▸ PAGE EXTRACT:
⟨
Jakub Narebski <jnareb@xxxxxxxxx>:
> > What "commits that follow it?" By hypothesis, the incoming commit's
> > timestamp is bumped (if it's bumped) when it's first added to a branch
> > or branches, before there are following commits in the DAG.
> Errr... the main problem is with distributed nature of Git, i.e. when
> two repositories create different commits with the same
> committer+timestamp value.  You receive commits on fetch or push, and
> you receive many commits at once.
> Say you have two repositories, and the history looks like this:
>  repo A:   1<---2<---a<---x<---c<---d      <- master
>  repo B:   1<---2<---X<---3<---4           <- master
> When you push from repo A to repo B, or fetch in repo B from repo A you
> would get the following DAG of revisions
>  repo B:   1<---2<---X<---3<---4           <- master
>                  \
>                   \--a<---x<---c<---d      <- repo_A/master
> Now let's assume that commits X and x have the came committer and the
> same fractional timestamp, while being different commits.  Then you
> would need to bump timestamp of 'x', changing the commit.  This means
> that 'c' needs to be rewritten too, and 'd' also:
>  repo B:   1<---2<---X<---3<---4           <- master
>                  \
>                   \--a<---x'<--c'<--d'     <- repo_A/master

Of course that's true.  But you were talking as though all those commits
have to be modified *after they're in the DAG*, and that's not the case.
If any timestamp has to be modified, it only has to happen *once*, at the
time its commit enters the repo.

Actually, in the normal case only x would need to be modified. The only
way c would need to be modified is if bumping x's timestamp caused an
actual collision with c's.
⟩
▸ WORK INSTRUCTIONS:
- 1) In the Git timestamp discussion, at what point does a commit's timestamp have to be modified, if it must be modified at all?
- 2) From the Git timestamp discussion, extract the stretch from "Actually, in the" through "collision with c's.".
- 3) Extend the Git timestamp discussion from where it stops.

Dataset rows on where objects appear
⟨
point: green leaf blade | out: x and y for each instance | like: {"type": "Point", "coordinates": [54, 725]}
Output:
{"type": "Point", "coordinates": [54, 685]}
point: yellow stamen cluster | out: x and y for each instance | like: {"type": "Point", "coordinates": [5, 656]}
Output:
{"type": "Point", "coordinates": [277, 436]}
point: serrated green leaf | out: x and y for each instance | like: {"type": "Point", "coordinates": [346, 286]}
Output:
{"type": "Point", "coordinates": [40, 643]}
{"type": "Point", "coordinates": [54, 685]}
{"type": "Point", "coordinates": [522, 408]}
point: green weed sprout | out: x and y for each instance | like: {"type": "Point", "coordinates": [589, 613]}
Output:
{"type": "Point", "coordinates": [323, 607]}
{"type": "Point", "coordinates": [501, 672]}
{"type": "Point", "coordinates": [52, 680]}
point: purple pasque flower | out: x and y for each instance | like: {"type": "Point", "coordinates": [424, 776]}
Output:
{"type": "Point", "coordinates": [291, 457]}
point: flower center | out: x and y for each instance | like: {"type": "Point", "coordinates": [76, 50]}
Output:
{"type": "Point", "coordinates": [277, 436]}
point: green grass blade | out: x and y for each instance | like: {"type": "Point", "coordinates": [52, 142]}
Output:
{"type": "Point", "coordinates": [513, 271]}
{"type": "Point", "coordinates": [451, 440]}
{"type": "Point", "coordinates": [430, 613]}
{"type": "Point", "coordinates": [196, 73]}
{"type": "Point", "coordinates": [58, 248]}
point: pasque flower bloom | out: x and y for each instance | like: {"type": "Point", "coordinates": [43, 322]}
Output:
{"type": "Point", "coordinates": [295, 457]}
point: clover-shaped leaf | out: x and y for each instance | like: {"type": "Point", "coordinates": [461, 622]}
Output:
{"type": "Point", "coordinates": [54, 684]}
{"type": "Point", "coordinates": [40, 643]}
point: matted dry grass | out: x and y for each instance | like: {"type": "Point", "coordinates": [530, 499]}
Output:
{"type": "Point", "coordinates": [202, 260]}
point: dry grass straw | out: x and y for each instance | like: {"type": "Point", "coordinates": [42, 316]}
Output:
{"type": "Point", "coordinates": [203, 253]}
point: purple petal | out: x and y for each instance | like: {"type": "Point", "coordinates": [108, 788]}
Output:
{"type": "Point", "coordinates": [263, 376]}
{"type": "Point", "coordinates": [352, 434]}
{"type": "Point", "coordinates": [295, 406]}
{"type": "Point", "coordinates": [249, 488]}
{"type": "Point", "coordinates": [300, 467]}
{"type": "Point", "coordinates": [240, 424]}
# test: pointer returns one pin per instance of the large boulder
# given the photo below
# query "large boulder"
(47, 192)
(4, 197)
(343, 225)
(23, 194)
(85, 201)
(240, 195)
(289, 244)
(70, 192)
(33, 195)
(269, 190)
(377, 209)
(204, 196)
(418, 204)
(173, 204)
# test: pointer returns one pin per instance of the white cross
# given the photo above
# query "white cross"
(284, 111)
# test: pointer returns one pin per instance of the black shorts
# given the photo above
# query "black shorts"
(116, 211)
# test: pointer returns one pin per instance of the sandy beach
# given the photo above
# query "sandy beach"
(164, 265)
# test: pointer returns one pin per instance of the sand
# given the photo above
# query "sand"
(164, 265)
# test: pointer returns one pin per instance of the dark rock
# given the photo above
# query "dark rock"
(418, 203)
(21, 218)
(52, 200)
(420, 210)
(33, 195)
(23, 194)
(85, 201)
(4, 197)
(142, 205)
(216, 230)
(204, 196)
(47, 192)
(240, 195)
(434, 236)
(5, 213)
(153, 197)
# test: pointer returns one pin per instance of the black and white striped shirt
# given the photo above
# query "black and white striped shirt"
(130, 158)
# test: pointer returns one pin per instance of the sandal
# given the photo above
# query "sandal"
⟩
▸ EXERCISE ANSWERS:
- 1) Only once, at the time its commit enters the repo.

- 2)
Actually, in the normal case only x would need to be modified. The only
way c would need to be modified is if bumping x's timestamp caused an
actual collision with c's.

- 3)
I don't see any conceptual problem with this.  You appear to me to be
confusing two issues.  Yes, bumping timestamps would mean that all
hashes downstream in the Merkle tree would be generated differently,
even when there's no timestamp collision, but so what?  The hash of a
commit isn't portable to begin with - it can't be, because AFAIK
there's no guarantee that the ancestry parts of the DAG in two
repositories where copies of it live contain all the same commits and
topo relationships.

> And now for the final nail in the coffing of the Bazaar-esque idea of
> changing commits on arrival.  Say that repository A created new commits,
> and pushed them to B.  You would need to rewrite all future commits from
> this repository too, and you would always fetch all commits starting
> from the first "bumped"

I don't see how the second clause of your last sentence follows from the
first unless commit hashes really are supposed to be portable across
repositories.  And I don't see how that can be so given that 'git am'
exists and a branch can thus be rooted at a different place after
it is transported and integrated.

> Hash of a commit depend in hashes of its parents (Merkle tree). That is
> why signing a commit (or a tag pointing to the commit) signs a whole
> history of a commit.

That's what I thought.

> > How do they know they're not writing to the same ref?  What keeps
> > *that* operation atomic?
> Because different refs are stored in different files (at least for
> "live" refs that are stores in loose ref format).  The lock is taken on
> ref (to update ref and its reflog in sync), there is no need to take
> global lock on all refs.

OK, that makes sense.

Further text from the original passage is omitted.